*CONSIGNE*
Relevez toutes les lignes du matériel ci-dessous où figure la chaîne "JSON".

*LIGNES*
——————
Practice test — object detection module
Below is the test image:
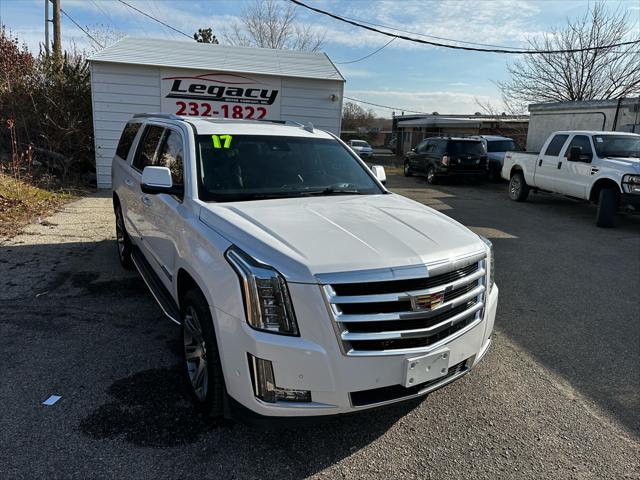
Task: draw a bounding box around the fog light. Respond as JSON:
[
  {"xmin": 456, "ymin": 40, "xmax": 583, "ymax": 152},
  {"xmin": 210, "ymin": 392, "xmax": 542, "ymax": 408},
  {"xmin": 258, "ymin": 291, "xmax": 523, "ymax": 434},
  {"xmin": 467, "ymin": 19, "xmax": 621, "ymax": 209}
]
——————
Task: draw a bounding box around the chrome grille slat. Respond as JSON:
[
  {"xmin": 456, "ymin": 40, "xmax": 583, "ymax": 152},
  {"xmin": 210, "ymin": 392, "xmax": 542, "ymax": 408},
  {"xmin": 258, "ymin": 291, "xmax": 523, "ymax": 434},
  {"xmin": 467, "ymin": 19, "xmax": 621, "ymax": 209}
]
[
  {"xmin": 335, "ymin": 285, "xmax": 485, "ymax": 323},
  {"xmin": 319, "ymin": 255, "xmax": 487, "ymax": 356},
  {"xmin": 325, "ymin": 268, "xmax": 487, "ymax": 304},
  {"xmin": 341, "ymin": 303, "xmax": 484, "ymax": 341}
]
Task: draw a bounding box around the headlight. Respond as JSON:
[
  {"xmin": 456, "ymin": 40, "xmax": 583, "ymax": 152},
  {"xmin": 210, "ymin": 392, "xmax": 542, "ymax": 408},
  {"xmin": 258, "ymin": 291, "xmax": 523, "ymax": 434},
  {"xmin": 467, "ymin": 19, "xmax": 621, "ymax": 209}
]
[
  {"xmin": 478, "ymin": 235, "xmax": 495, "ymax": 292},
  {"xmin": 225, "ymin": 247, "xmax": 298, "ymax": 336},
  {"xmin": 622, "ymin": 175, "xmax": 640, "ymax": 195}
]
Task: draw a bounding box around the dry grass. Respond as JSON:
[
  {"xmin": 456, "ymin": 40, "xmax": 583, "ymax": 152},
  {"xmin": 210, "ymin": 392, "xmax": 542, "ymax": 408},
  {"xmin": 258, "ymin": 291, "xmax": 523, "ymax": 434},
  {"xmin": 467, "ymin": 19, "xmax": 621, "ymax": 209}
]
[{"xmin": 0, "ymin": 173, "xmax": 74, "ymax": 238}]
——————
*RÉPONSE*
Task: draw a bounding box around the fog light. Respond as JSON:
Task: draw a bounding box around the chrome grille slat. Respond as JSON:
Task: draw a bounding box around the headlight. Respond as JSON:
Task: draw a bounding box around the dry grass. Respond as JSON:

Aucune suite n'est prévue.